Tarea por realizar:
Indica si cada afirmación concuerda con la reseña del documental. Responde sí o no y cita literalmente las palabras de la reseña que lo deciden. (a) Attiya dejó de tener pesadillas después de realizar el documental. (b) Attiya volvió con su ex al instituto al que ambos iban menos de diez años después. (c) Attiya recorrió sin su ex los lugares que habían compartido.

De lo contrario, si nos mantenemos herméticas incluso en el tormentoso proceso de la reparación, del intento de continuidad de nuestras vidas con tan tremenda carga en las espaldas; estaremos cada bando, a nuestro lado de la tormenta. Para siempre. Puesto que es evidente que no se trata de un ajuste de cuentas, ni de una terapia coercitiva, ni de una pena al uso. Claro que de esto último ya se encargaría la justicia en sociedades donde los códigos penales no favorecieran a los hombres en materia de violación e instaurado maltrato a las mujeres. Pero cuando esto no ocurre, ¿igualmente podemos hablar de reparación abriéndonos al victimario? En muchos casos claro que no, pero en otros, la respuesta es… sí. Y la prueba de ello es este imprescindible documental.
Está en cada una cómo llevar a cabo esta reparación si finalmente se decide a hacerlo. En el caso de la realizadora Attiya se propone llegar hasta el final su propósito: el cara a cara con su ex, pasando por un proceso estructurado, meticulososo, y que como finalmente veremos, termina siendo para ella muy constituyente. Un proceso que va desde la búsqueda turbulenta y ansiosa de un algo indefinido pero a la vez sólido, que le permita, insistimos, seguir adelante con su vida; a la necesidad de ir con él luego de más de 20 años al instituto al que ambos iban, al apartamento donde habían vivido, a las cafeterías que solían frecuentar…
Sin dejar de recordarle, por si hubiera sido poco el sufrimiento causado, que en las violentas peleas, se burlaba de ella y su piel oscura, pues Attiya Khan no es blanca como él, quien se permite abusar de su injusto privilegio. Por lo tanto, al drama del maltrato, añadimos otro cóctel explosivo: el racismo.
En este proceso, donde el ex siempre la acompaña, vemos que las sensaciones de ella son híbridas, ocupando las físicas un lugar primordial, como ocurre siempre en todo proceso postraumático. Es el caso de cuando visitan el edificio que compartían y ella se retira a una esquina del mismo pues siente ganas de vomitar. Escena extrañísima, perturbadora, donde vemos cómo él hace un intento de sostenerla en sus brazos casi que con ternura, cuando años atrás a punto estuvo de acabar con su vida en varias ocasiones. Esto mismo le confiesa ella un rato después. Las presencias más opuestas y nacidas directamente del mal y el bien, colocadas a conciencia en un cronómetro. De ahí el pasmo más increíble representado en el vómito.
Así es la vida a veces de provocadora, que nos sitúa frente a frente, desnudas, en determinado momento escrupulosamente elegido, ante nuestro pavor más tremendo. Nos ofrece echarle un pulso, y por única vez se deja ganar.
Y todo ello con la intención de ponerle fin a un ciclo. Un ciclo perverso que continúa afectando a tantas mujeres de este desnivelado mundo nuestro. Attiya parece haberlo conseguido. Luego de realizar este documental, dejó de tener pesadillas. Y es una pena tremenda, que la gran mayoría todavía no haya podido ponerle fin al ciclo de la violencia luego de dejarlo, pues ellos lo niegan todo, o continúan para siempre estancados en el odio hacia sus ex novias o esposas, como si ellas fueran las verdaderas culpables, acusándolas de haber quedado estigmatizadas por la sociedad para siempre, demonizándolas de por vida. Sin embargo, este hombre que no lo hemos dicho, pero se llama Steve, podría abrir el camino para esa justicia reparadora a la que se refiere Attiya quien también trabaja en un centro ayudando a mujeres que han pasado por lo mismo. Justicia reparadora basada en el acercamiento más que en el castigo. La prueba más fehaciente de que por suerte los mitos y los ciclos no siempre tienen retorno.
Al final va a ser que Mircea Eliade no tenía razón.

[Elementos de una fuente de datos]
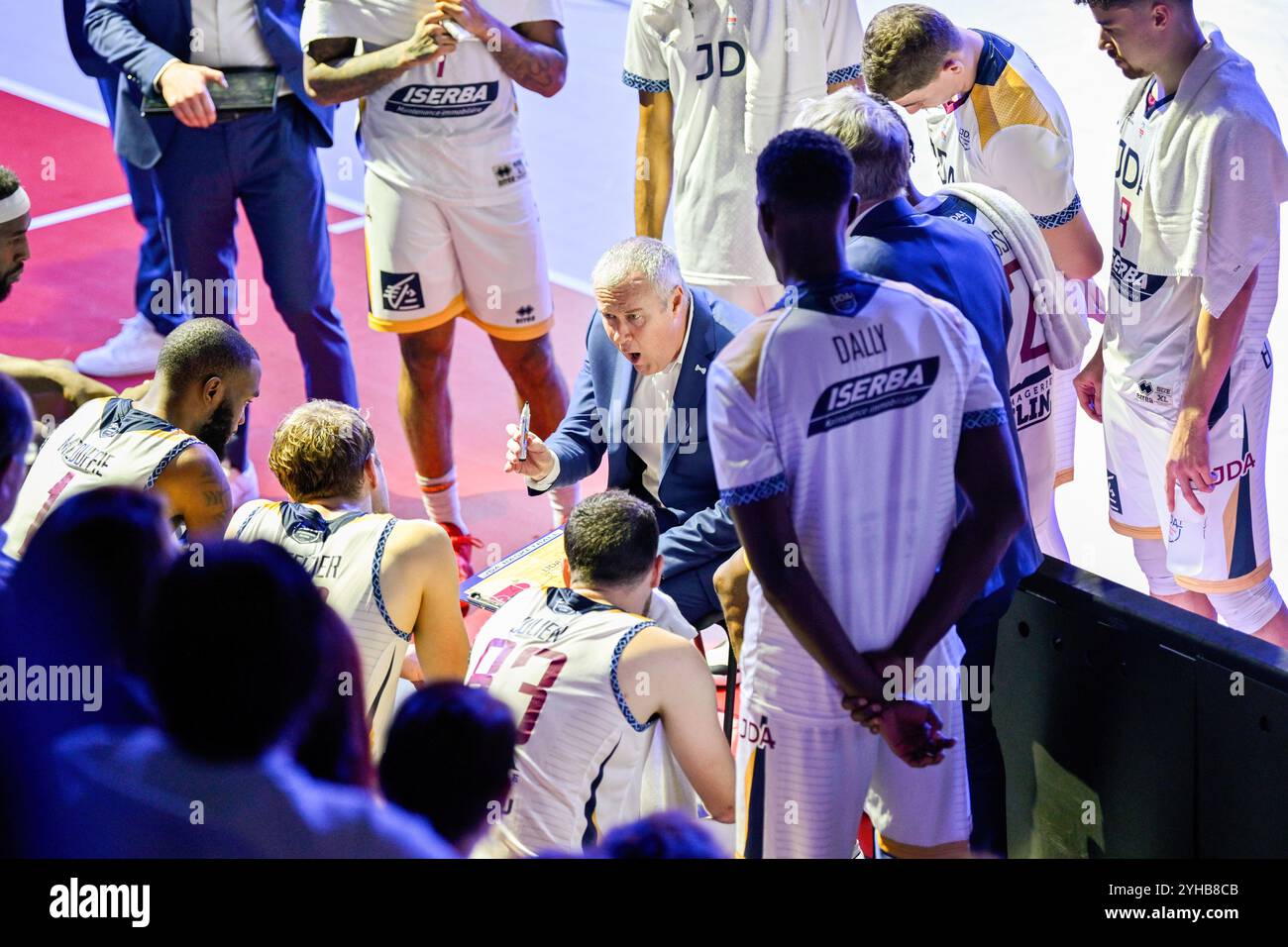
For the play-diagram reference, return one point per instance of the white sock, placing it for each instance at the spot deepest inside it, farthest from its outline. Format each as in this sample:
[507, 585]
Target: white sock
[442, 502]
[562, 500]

* * *

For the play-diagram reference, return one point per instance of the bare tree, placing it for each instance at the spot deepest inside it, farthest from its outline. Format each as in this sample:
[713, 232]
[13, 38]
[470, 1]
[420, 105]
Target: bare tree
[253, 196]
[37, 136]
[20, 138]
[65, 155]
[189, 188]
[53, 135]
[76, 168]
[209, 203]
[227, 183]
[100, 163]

Resultado del ejercicio:
(a) Sí: "Luego de realizar este documental, dejó de tener pesadillas."
(b) No: "a la necesidad de ir con él luego de más de 20 años al instituto al que ambos iban".
(c) No: "En este proceso, donde el ex siempre la acompaña".